++++ PROVIDED ENTRIES
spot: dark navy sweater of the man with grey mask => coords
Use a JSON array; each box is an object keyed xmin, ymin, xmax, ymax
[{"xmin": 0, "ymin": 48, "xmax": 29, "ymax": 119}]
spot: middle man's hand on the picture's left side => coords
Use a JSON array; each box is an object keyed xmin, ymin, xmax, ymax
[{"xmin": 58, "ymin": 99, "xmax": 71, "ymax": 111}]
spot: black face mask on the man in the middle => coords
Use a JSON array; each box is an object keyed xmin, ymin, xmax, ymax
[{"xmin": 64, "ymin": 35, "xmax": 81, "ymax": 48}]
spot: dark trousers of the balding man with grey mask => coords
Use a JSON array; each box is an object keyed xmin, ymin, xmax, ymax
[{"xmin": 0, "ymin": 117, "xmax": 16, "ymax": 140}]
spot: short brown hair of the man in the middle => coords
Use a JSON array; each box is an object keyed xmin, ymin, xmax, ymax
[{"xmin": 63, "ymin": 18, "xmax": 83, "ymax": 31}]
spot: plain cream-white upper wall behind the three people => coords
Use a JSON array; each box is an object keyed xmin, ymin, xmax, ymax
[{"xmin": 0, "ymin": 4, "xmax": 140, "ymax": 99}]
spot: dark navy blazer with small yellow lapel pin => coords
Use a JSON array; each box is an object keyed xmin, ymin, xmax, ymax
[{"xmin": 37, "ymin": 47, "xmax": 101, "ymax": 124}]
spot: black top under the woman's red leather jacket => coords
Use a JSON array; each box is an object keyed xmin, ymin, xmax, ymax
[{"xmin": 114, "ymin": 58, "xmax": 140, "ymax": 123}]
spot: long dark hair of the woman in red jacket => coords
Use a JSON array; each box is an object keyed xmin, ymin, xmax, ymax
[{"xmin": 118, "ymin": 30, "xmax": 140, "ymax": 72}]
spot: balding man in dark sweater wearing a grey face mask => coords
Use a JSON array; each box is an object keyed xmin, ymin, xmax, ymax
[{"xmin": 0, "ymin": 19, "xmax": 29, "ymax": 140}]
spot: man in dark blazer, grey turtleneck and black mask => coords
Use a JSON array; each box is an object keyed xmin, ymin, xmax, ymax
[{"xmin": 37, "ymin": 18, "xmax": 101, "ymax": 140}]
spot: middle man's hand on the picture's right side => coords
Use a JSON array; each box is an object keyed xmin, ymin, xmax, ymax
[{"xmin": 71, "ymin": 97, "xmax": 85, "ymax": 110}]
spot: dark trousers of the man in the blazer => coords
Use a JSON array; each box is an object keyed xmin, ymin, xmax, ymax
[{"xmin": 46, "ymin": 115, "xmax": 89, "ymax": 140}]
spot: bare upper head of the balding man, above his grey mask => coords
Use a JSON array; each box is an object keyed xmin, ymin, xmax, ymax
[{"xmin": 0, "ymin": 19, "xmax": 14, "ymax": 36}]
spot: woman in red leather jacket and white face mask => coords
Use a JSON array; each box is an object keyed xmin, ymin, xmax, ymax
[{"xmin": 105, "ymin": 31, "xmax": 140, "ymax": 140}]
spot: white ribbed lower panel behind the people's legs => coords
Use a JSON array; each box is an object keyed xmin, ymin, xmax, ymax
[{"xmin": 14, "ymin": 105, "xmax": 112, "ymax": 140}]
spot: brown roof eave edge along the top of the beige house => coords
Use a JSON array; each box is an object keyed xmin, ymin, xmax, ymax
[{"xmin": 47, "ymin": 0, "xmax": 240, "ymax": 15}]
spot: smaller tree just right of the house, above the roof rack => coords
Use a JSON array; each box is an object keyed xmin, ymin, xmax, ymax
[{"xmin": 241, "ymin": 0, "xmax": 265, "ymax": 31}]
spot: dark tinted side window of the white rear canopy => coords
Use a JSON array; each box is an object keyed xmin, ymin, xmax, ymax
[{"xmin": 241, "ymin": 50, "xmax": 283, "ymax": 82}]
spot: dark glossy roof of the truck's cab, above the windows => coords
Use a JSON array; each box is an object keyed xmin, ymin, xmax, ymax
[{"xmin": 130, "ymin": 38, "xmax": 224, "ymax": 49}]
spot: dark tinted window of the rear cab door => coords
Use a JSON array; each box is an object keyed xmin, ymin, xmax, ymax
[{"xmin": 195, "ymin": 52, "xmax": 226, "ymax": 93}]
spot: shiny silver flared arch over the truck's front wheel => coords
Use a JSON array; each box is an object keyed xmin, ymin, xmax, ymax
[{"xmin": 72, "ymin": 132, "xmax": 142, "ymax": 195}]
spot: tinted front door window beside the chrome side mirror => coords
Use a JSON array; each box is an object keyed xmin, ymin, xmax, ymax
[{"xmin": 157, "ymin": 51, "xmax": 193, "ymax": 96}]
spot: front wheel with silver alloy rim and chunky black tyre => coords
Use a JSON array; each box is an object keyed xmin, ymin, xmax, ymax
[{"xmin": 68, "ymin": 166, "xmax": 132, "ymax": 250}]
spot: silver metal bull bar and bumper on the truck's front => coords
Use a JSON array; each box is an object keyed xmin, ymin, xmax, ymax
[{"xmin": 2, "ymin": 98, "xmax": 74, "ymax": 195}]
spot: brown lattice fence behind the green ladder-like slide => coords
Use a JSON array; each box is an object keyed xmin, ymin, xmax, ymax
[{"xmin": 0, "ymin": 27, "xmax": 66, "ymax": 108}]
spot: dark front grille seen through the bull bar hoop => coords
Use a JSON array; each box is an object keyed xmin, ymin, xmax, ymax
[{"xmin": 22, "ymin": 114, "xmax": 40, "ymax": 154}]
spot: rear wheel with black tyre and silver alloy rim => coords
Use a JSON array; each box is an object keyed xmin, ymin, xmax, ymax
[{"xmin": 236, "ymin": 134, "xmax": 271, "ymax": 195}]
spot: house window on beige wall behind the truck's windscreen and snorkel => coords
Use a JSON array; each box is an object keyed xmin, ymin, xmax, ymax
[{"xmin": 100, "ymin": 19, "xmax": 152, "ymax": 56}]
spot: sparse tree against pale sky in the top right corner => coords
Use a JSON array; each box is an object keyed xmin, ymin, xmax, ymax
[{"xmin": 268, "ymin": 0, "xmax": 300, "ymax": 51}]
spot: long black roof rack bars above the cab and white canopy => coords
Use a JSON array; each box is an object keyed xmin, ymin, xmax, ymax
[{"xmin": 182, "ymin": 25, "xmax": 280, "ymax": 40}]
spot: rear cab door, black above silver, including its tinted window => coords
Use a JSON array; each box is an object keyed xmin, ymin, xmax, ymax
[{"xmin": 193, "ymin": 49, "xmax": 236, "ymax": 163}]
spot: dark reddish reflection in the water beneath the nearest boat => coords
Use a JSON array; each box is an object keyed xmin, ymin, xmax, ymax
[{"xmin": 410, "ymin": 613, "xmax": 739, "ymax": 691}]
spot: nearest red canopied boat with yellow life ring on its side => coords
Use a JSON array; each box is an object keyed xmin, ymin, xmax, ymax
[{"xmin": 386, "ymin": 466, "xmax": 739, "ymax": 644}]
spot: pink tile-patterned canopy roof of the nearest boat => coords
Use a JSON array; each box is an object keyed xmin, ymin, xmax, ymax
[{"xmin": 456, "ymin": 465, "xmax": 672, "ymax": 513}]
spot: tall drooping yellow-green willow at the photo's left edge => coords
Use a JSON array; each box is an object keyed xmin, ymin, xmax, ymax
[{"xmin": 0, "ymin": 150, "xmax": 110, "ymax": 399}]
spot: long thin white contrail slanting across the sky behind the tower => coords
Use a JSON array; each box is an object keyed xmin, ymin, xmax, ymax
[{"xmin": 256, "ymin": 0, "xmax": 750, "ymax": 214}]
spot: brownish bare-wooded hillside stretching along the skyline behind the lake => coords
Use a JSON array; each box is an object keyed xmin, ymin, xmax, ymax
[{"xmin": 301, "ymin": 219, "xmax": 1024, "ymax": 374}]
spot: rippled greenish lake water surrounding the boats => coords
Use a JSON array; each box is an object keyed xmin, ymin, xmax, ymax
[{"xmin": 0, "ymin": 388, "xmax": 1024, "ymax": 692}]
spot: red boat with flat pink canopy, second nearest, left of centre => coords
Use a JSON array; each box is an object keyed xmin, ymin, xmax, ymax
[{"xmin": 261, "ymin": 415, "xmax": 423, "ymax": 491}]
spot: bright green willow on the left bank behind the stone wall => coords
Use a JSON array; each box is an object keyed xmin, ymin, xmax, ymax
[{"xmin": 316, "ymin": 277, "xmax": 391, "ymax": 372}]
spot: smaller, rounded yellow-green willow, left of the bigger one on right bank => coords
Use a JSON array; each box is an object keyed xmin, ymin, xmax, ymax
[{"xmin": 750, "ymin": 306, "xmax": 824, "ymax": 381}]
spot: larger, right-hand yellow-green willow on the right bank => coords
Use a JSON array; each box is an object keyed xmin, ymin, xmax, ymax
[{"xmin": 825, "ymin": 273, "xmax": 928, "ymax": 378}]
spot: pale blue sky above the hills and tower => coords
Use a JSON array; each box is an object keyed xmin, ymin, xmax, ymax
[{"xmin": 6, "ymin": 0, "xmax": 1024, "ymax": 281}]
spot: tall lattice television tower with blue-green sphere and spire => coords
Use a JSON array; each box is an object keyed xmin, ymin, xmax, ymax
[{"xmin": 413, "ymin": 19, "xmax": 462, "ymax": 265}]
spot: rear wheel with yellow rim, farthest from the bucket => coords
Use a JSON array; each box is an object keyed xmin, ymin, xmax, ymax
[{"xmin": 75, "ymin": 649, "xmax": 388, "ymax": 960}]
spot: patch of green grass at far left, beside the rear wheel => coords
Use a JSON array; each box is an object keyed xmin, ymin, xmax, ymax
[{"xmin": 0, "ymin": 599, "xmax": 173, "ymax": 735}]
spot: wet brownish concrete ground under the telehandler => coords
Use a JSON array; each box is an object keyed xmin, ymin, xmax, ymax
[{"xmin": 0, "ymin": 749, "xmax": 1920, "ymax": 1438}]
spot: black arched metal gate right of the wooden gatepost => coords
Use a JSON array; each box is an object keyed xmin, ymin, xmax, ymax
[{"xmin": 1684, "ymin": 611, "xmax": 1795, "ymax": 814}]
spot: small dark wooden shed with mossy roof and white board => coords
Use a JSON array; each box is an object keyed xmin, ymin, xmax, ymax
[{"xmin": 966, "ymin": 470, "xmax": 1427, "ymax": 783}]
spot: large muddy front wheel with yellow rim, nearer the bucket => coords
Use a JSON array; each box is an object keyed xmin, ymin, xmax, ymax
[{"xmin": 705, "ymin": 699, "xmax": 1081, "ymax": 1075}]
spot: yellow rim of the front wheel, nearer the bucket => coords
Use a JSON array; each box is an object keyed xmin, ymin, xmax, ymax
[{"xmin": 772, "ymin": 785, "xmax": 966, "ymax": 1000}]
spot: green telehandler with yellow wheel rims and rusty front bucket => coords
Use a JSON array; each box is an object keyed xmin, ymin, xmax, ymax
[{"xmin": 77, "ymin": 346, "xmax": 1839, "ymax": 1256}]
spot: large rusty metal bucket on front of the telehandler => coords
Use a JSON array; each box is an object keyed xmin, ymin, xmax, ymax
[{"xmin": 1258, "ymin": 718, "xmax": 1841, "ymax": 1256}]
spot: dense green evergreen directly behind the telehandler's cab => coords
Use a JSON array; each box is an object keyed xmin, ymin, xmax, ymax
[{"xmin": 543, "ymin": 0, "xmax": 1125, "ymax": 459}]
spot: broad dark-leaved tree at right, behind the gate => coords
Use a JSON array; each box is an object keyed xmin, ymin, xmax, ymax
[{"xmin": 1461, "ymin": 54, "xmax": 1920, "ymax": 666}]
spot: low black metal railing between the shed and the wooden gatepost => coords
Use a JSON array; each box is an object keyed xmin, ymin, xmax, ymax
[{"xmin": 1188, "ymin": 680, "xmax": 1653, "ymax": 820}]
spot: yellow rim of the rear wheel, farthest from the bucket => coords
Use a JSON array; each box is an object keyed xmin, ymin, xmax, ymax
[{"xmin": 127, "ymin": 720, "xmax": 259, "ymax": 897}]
++++++++
▶ [THE TASK]
All lines from the one with "spot: yellow rim of the front" through the end of the records need to be copied exactly, and no other lines.

▶ [EXERCISE SOLUTION]
spot: yellow rim of the front wheel, nearer the bucket => coords
Use a JSON array; each box is an object keyed xmin, ymin, xmax, ymax
[{"xmin": 772, "ymin": 785, "xmax": 966, "ymax": 1000}]
spot: green telehandler with yellow wheel rims and rusty front bucket => coords
Use a JSON array; each box is an object keyed xmin, ymin, xmax, ymax
[{"xmin": 77, "ymin": 346, "xmax": 1839, "ymax": 1256}]
spot: large rusty metal bucket on front of the telehandler => coords
Use a JSON array; each box is an object keyed xmin, ymin, xmax, ymax
[{"xmin": 1258, "ymin": 718, "xmax": 1841, "ymax": 1256}]
spot: dense green evergreen directly behind the telehandler's cab => coords
Use a JSON array; each box is an object keyed xmin, ymin, xmax, ymax
[{"xmin": 543, "ymin": 0, "xmax": 1125, "ymax": 459}]
spot: broad dark-leaved tree at right, behind the gate => coords
Use a JSON array; each box is an object keyed xmin, ymin, xmax, ymax
[{"xmin": 1461, "ymin": 54, "xmax": 1920, "ymax": 666}]
spot: low black metal railing between the shed and the wooden gatepost => coords
Use a JSON array; each box is an object keyed xmin, ymin, xmax, ymax
[{"xmin": 1188, "ymin": 680, "xmax": 1653, "ymax": 820}]
spot: yellow rim of the rear wheel, farthest from the bucket => coords
Use a JSON array; each box is an object keyed xmin, ymin, xmax, ymax
[{"xmin": 127, "ymin": 720, "xmax": 259, "ymax": 897}]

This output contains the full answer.